(Task objective): Starting at the line that contains "water and report the position of each." and ending with the last of the rows, write those lines out again with their requests, scaling every point coordinate in the answers by 1.95 and rounding to whole numbers, with halves rounded up. Omit the pictures.

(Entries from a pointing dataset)
--*--

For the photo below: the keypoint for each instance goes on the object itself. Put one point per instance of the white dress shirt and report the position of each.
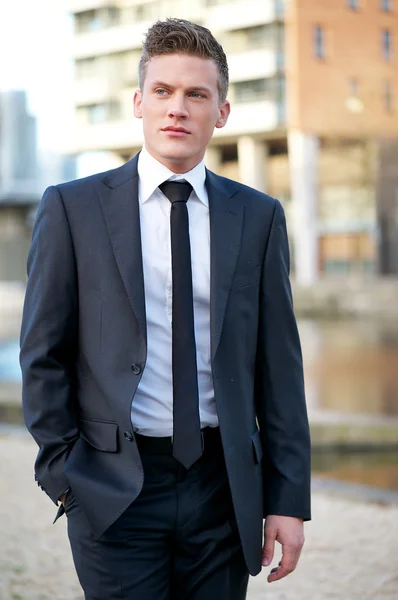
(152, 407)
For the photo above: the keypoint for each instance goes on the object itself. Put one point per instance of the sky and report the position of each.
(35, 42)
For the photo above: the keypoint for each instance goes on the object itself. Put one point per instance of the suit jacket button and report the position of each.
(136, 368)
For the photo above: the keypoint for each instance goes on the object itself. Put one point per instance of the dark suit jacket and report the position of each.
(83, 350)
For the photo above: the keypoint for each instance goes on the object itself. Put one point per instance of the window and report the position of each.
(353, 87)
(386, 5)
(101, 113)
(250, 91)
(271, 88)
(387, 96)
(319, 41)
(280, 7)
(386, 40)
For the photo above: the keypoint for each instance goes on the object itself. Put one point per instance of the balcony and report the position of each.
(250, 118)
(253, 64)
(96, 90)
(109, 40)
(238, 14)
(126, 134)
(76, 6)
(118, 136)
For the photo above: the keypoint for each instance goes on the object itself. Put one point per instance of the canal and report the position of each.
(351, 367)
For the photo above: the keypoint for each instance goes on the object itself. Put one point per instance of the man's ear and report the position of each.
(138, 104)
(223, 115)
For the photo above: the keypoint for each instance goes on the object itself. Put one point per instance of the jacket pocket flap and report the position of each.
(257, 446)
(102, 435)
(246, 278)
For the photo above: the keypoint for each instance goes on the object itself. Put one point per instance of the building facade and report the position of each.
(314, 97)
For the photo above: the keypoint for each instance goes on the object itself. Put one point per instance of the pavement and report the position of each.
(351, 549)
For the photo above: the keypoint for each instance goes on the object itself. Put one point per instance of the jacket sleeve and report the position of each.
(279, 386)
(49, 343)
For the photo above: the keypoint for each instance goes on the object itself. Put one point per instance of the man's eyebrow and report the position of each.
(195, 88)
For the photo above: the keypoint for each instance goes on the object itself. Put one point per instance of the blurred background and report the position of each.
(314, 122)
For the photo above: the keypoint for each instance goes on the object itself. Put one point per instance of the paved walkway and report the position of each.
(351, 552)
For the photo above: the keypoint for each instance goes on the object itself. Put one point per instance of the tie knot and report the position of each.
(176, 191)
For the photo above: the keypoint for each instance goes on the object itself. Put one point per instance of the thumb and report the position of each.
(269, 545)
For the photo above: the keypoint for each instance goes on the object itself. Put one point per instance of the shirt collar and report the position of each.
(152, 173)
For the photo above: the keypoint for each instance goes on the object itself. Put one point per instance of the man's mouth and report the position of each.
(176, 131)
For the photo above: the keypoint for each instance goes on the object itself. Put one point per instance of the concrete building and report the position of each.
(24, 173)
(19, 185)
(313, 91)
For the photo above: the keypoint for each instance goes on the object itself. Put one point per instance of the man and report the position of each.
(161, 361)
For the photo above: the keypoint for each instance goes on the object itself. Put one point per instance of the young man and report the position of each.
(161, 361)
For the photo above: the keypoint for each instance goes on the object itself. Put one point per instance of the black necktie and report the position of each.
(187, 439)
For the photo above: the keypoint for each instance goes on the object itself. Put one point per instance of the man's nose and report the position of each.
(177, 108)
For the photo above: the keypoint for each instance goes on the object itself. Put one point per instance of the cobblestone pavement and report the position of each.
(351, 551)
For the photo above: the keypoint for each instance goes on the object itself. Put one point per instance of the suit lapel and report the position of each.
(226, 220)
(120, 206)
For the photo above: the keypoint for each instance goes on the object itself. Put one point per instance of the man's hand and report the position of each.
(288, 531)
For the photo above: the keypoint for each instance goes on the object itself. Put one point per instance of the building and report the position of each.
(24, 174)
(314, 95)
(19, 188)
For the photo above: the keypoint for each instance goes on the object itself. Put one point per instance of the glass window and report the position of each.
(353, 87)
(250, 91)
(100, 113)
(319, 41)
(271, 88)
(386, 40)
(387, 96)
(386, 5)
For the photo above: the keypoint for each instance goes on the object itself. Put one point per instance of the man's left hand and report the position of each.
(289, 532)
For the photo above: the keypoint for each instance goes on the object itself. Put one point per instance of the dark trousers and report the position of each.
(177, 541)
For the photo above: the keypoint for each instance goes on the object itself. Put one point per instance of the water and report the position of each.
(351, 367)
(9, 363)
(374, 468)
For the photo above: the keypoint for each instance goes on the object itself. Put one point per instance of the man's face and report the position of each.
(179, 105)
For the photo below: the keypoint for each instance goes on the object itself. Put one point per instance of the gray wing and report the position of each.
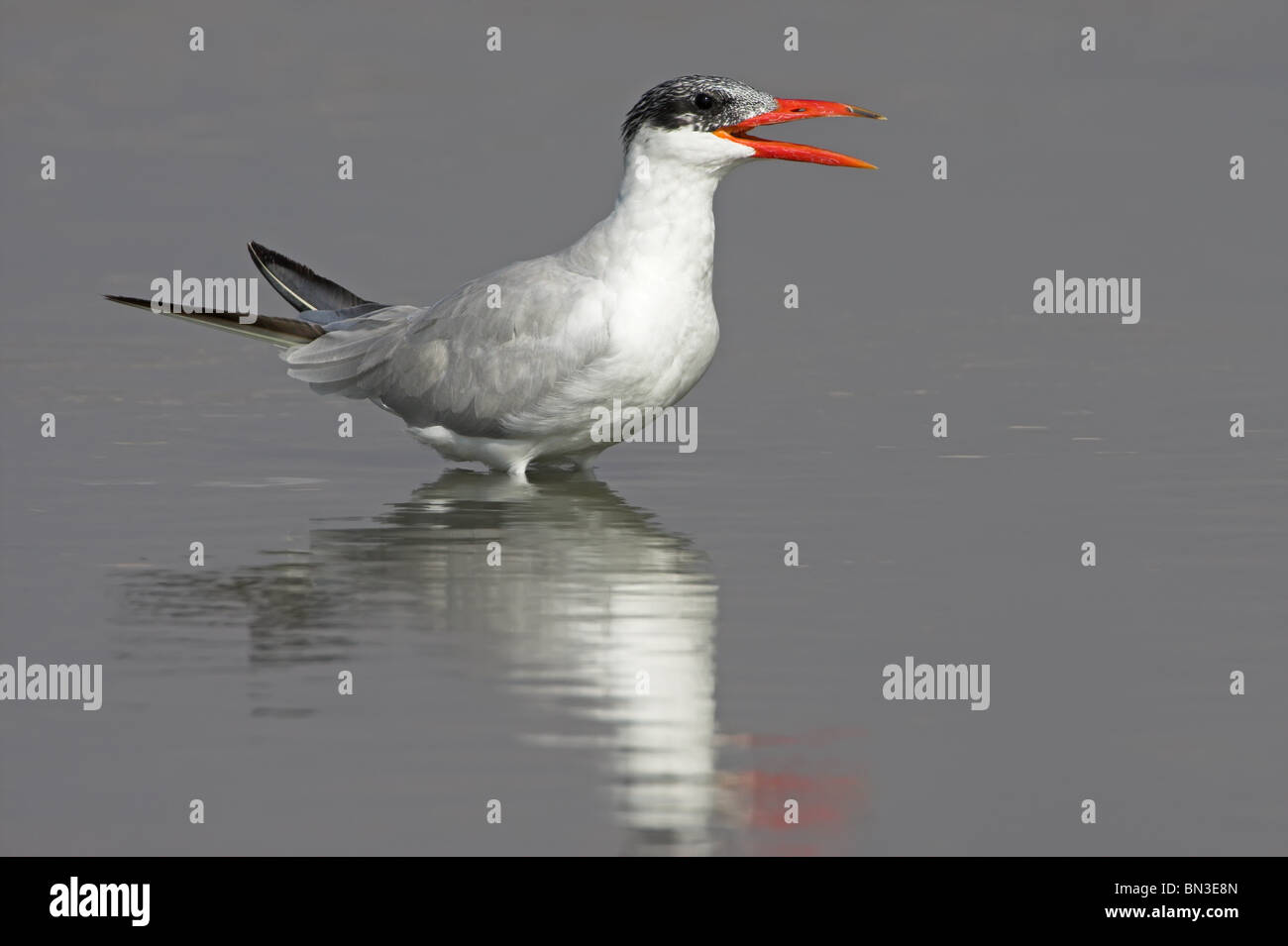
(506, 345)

--*--

(Written response):
For the photo above: the keypoint for each instance goes on the object itself. Put one point per instance of the water and report the position of each.
(684, 716)
(18, 708)
(729, 913)
For the photo above: the keypoint for each instance goes on the object itself. Put one point per instance of the man's face and report the position of each.
(349, 205)
For the photo below: the keypoint for each instance goes on the object itself. Put one point per instance of the gray wing and report the position of each.
(987, 673)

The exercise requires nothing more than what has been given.